Written task: What follows is a listing to be transcribed exactly.

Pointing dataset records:
□ □ □ □

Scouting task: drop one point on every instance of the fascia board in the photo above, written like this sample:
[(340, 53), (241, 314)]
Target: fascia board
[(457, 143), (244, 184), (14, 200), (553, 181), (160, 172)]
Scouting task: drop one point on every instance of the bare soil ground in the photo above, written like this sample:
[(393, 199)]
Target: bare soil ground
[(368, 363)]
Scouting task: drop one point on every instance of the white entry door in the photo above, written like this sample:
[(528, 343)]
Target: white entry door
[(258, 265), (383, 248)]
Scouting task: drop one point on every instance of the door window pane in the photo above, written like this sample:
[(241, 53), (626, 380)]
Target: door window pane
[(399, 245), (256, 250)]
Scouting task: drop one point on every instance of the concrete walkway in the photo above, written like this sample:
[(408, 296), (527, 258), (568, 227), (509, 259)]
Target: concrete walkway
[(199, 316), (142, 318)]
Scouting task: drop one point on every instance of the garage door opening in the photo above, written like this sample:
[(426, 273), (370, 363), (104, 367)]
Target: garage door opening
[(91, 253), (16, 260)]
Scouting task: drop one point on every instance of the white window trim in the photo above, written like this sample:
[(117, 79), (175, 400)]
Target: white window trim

□ □ □ □

Solved exercise:
Scouting task: drop one point on every instance of the fascia board in the photo above, written like this sample:
[(340, 53), (241, 314)]
Target: fascia board
[(457, 143), (244, 184), (14, 200), (553, 181), (160, 172)]
Scouting task: drop one point on every instance of the bare soil ground in the photo above, written like this sample:
[(393, 199)]
Target: bare soil ground
[(368, 363)]
Scouting task: drop one point on every instance of the white entry door in the photo above, written like this sample:
[(528, 343)]
Target: white entry door
[(258, 265), (383, 248)]
Scouting task: drop one point on every instance of the door window pane in the photo above, written like this sample:
[(241, 53), (626, 380)]
Target: door window pane
[(399, 245), (256, 250)]
Scouting task: drop one point on every instance of the concrete walkway in the photo above, written like this sample:
[(408, 296), (527, 258), (568, 227), (509, 259)]
Target: concrete walkway
[(199, 316), (142, 318)]
Scouting task: drop one point on every instance of the garage door opening in the photo above, written like this sample:
[(426, 273), (370, 363), (104, 367)]
Target: garage door opening
[(91, 253), (16, 260)]
Scouting task: drop one point on every instance of the white window trim in the photo above, written like this sample:
[(117, 79), (175, 400)]
Target: white window trim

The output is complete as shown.